Entries provided: Begin

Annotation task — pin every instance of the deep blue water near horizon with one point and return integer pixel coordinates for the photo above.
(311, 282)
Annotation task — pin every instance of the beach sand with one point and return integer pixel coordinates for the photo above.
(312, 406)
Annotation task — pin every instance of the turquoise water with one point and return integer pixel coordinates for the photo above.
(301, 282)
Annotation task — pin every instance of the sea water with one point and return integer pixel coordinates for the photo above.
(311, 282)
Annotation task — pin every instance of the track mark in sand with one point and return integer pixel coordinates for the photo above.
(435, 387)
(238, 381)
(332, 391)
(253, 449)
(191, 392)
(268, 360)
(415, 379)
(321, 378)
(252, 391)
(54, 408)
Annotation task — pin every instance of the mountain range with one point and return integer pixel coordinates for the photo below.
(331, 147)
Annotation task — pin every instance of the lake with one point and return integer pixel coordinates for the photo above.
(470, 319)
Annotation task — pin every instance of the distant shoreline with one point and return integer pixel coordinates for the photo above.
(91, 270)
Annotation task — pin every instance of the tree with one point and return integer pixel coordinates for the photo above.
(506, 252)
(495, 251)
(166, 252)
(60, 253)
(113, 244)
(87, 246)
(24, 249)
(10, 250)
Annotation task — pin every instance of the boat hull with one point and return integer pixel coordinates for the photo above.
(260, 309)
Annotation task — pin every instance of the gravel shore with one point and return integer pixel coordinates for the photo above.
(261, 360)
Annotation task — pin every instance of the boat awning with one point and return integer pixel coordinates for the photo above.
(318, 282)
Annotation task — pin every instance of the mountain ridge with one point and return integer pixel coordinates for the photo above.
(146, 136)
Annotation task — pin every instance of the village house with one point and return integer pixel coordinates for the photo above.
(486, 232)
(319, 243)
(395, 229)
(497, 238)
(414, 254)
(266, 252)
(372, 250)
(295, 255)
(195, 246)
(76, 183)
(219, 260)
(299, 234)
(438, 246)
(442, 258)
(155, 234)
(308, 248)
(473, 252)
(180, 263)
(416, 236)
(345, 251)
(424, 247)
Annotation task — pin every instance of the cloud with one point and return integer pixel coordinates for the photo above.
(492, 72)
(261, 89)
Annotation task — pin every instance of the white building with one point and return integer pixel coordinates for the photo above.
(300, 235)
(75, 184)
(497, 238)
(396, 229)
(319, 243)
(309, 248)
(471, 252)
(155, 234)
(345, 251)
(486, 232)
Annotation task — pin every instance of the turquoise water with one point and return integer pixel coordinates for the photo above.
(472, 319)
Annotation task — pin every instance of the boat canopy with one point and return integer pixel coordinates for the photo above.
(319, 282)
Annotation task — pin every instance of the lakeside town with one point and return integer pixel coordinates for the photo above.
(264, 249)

Entries provided: End

> Aim of the exercise
The entries above need to be repeated in full, exactly as written.

> Answer section
Annotation task — pin every instance of the deep blue water near horizon with one point and return integer pixel coordinates for the photo above.
(311, 282)
Annotation task — pin every instance of the beach sand with one point and return integer pixel coordinates for the photo above.
(312, 406)
Annotation task — pin every instance of the turquoise water with one point and return integer pixel coordinates for the photo above.
(301, 282)
Annotation task — pin every instance of the sea water with one point and return integer pixel coordinates for the photo above.
(311, 282)
Annotation task — pin every instance of the track mark in sand with one point and return integer pixel coordinates for the photo above.
(435, 387)
(238, 381)
(332, 391)
(253, 449)
(191, 392)
(268, 360)
(415, 379)
(321, 378)
(252, 391)
(54, 408)
Annotation task — pin every instance of the mountain range with one point and return integer pixel coordinates for the photo below.
(331, 147)
Annotation task — pin every instance of the lake with one point and return integer pixel coordinates for the photo above.
(470, 319)
Annotation task — pin every instance of the distant shoreline with one point and return integer pixel coordinates for the photo above.
(91, 270)
Annotation task — pin every instance of the tree with one point and return integer pixel coordinates for the photo above.
(506, 252)
(495, 251)
(166, 252)
(60, 253)
(113, 244)
(87, 246)
(24, 249)
(10, 250)
Annotation task — pin every instance of the boat hull with one point and return integer pixel coordinates for the photo above.
(260, 309)
Annotation task — pin every instance of the gravel shore with one point and return integer pixel coordinates for the photo above.
(261, 360)
Annotation task — pin every instance of the boat awning with one point and return integer pixel coordinates for the photo above.
(318, 282)
Annotation task — pin every instance of the mountain ridge with one point and return integer pixel coordinates for the photo above.
(146, 136)
Annotation task — pin every instance of the village house with one point and return integer pixel coordinates for the photo above.
(486, 232)
(319, 243)
(395, 229)
(497, 238)
(414, 254)
(266, 252)
(372, 250)
(295, 255)
(195, 246)
(76, 183)
(219, 260)
(299, 234)
(438, 246)
(442, 258)
(155, 234)
(308, 248)
(473, 252)
(180, 263)
(416, 236)
(345, 251)
(424, 247)
Annotation task — pin every instance of the cloud with one point and return integer pixel coordinates for the photo above.
(492, 72)
(261, 89)
Annotation task — pin every instance of the white building with one point and return integer pixel coordinates for the photo above.
(300, 235)
(75, 184)
(497, 238)
(396, 229)
(319, 243)
(309, 248)
(471, 252)
(155, 234)
(345, 251)
(486, 232)
Annotation task — pin every instance of the turquoise water with one point and return integer pixel coordinates for the photo above.
(472, 319)
Annotation task — pin every instance of the boat canopy with one point and return integer pixel coordinates for the photo above.
(319, 282)
Annotation task — pin every instance of the lakeside town with one point and return integer pixel coordinates for the photo above.
(264, 249)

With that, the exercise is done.